• TASK PROMPT:
Swap "point out" for "locate" everywhere in the listing below, and write out the lines again with nothing else altered.

** Start DATA SECTION **

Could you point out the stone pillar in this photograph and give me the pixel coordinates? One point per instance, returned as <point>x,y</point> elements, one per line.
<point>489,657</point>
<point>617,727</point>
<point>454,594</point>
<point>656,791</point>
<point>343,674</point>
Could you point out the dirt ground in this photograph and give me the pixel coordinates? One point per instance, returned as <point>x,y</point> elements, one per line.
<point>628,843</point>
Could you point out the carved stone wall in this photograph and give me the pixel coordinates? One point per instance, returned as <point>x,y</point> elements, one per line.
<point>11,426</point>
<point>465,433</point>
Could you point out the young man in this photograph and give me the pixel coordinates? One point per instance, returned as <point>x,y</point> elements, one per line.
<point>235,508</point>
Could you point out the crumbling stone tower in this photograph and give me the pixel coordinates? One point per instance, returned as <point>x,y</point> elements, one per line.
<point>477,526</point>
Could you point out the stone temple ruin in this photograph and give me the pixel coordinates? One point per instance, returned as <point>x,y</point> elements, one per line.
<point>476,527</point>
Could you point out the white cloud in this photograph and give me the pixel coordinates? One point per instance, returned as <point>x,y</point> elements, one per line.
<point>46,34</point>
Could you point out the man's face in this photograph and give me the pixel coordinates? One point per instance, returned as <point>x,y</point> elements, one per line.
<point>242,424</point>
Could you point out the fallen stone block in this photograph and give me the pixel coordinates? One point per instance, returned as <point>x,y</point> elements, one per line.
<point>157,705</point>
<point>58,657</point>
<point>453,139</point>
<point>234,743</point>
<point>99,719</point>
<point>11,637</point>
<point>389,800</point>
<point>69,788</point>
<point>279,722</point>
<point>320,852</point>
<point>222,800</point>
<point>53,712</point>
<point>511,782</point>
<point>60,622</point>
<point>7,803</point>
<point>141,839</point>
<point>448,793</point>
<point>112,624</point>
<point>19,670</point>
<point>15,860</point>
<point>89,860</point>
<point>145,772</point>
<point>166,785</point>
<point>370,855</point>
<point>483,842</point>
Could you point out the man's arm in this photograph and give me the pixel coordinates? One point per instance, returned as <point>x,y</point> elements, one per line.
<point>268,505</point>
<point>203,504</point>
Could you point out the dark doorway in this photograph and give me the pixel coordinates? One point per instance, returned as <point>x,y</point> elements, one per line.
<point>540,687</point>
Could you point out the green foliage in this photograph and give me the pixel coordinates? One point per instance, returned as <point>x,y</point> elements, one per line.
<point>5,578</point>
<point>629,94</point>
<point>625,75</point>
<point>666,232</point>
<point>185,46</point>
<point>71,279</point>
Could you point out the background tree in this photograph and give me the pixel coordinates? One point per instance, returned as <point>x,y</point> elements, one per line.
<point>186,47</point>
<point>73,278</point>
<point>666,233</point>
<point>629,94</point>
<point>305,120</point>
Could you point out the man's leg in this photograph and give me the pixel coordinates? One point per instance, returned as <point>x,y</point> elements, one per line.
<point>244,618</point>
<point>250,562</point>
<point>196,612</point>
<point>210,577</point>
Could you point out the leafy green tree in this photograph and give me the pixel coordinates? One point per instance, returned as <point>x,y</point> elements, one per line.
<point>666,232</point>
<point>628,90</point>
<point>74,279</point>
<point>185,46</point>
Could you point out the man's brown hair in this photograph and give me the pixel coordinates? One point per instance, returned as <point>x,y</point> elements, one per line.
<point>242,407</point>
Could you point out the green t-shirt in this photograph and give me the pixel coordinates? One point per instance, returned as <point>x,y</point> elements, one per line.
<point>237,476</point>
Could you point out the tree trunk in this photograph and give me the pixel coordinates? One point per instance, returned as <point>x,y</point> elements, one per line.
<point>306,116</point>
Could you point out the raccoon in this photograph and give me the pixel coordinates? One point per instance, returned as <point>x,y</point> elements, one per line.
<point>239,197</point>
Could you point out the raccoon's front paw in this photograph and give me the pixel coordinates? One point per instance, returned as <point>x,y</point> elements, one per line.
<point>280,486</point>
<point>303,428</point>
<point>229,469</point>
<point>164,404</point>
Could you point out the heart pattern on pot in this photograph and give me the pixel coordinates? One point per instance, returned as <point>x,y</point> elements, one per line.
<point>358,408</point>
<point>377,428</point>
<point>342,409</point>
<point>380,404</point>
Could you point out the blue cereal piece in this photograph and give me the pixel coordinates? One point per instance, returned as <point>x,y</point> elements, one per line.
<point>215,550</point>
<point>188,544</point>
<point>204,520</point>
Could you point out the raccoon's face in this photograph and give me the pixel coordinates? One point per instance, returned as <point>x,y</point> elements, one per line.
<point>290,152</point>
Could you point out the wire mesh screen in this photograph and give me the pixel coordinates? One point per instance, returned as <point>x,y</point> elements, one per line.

** End DATA SECTION **

• FINISHED TASK:
Could you locate the stone pillar in this photograph and give me the pixel coordinates? One point per instance, returned as <point>x,y</point> elements, one per line.
<point>489,657</point>
<point>617,727</point>
<point>454,594</point>
<point>656,791</point>
<point>343,674</point>
Could you locate the dirt ground in this photograph and give me the pixel coordinates? One point per instance, returned as <point>x,y</point> elements, one per line.
<point>628,843</point>
Could you locate the carved stone wall in this photograph and give me the pixel coordinates? One point per instance, returned as <point>x,y</point> elements, one per line.
<point>11,426</point>
<point>465,433</point>
Could you locate the young man in this photograph and give me the pixel coordinates? One point per instance, returned as <point>x,y</point> elements, one per line.
<point>235,508</point>
Could you locate the crumbling stone tower in this photograph and give me the pixel coordinates? One point per instance, returned as <point>x,y</point> elements, one per line.
<point>477,526</point>
Could you locate the stone temple ruin in this photograph and give me the pixel coordinates? One point per instance, returned as <point>x,y</point> elements, one per line.
<point>476,527</point>
Could you locate the white cloud in this photograph and give me the pixel coordinates? One point per instance, returned as <point>x,y</point> elements, one per line.
<point>46,34</point>
Could you locate the man's face in this photograph and give me the pixel coordinates? One point per instance, returned as <point>x,y</point> elements, one per line.
<point>242,424</point>
Could you locate the fallen stone block in this photograph and give me the pixel coordinates? One point per instance, returned as <point>x,y</point> elements, one per line.
<point>157,705</point>
<point>58,657</point>
<point>453,139</point>
<point>234,743</point>
<point>99,719</point>
<point>11,637</point>
<point>389,800</point>
<point>69,788</point>
<point>279,722</point>
<point>320,852</point>
<point>222,800</point>
<point>53,712</point>
<point>511,782</point>
<point>60,622</point>
<point>7,803</point>
<point>141,839</point>
<point>448,793</point>
<point>112,624</point>
<point>19,670</point>
<point>15,860</point>
<point>89,860</point>
<point>145,772</point>
<point>166,785</point>
<point>370,855</point>
<point>483,842</point>
Could you locate the man's arm in this photograph and give me the pixel coordinates? One point per instance, returned as <point>x,y</point> elements, one per line.
<point>268,505</point>
<point>203,504</point>
Could you locate the dark doorway in this photograph and give me the pixel coordinates? One point per instance, returned as <point>x,y</point> elements, one per line.
<point>540,687</point>
Could you locate the green foliage in this photograph and give me the pixel coordinates? One point per instance, returned as <point>x,y</point> elements, one per line.
<point>5,578</point>
<point>629,94</point>
<point>625,75</point>
<point>666,232</point>
<point>185,46</point>
<point>71,279</point>
Could you locate the background tree in this photograph and give me the pixel coordinates? One point per instance, returned as <point>x,y</point> elements, one per line.
<point>186,47</point>
<point>73,278</point>
<point>666,233</point>
<point>629,94</point>
<point>305,120</point>
Could you locate the man's leg in this photograph and give me the pixel coordinates? One point per instance, returned as <point>x,y</point> elements, one per line.
<point>244,618</point>
<point>250,562</point>
<point>196,612</point>
<point>210,577</point>
Could you locate the leafy green tree in this photograph and give me the pixel coordinates? One point per instance, returned as <point>x,y</point> elements, one per line.
<point>666,232</point>
<point>628,90</point>
<point>74,279</point>
<point>185,46</point>
Could you locate the man's brown hair in this photograph and give me the pixel coordinates? One point per instance, returned as <point>x,y</point> elements, one per line.
<point>242,407</point>
Could you locate the green t-shirt in this photograph and give me the pixel coordinates? One point per instance, returned as <point>x,y</point> elements, one per line.
<point>237,476</point>
Could you locate the tree trunk in this photograph and give me the pixel coordinates? One point per instance, returned as <point>x,y</point> elements, one per line.
<point>306,116</point>
Could you locate the raccoon in this photograph and give me the pixel coordinates? One point per instance, returned as <point>x,y</point> elements, one per line.
<point>239,197</point>
Could you locate the raccoon's front paw in this photograph and give me the pixel coordinates? One point per instance, returned as <point>x,y</point> elements, one per line.
<point>280,486</point>
<point>303,428</point>
<point>229,469</point>
<point>164,404</point>
Could you locate the heart pattern on pot in this photograph and give me the pixel coordinates? One point per instance, returned as <point>x,y</point> elements, one per line.
<point>358,408</point>
<point>377,428</point>
<point>342,409</point>
<point>380,404</point>
Could you locate the blue cereal piece in this photograph and give me the pixel coordinates? One point per instance, returned as <point>x,y</point> elements, one per line.
<point>215,550</point>
<point>188,544</point>
<point>204,520</point>
Could you locate the raccoon's face in this photograph and give me the pixel coordinates? One point per instance, returned as <point>x,y</point> elements, one per line.
<point>290,152</point>
Could you locate the wire mesh screen in this photograph and give me the pixel coordinates? One point per instance, returned as <point>x,y</point> elements, one per line.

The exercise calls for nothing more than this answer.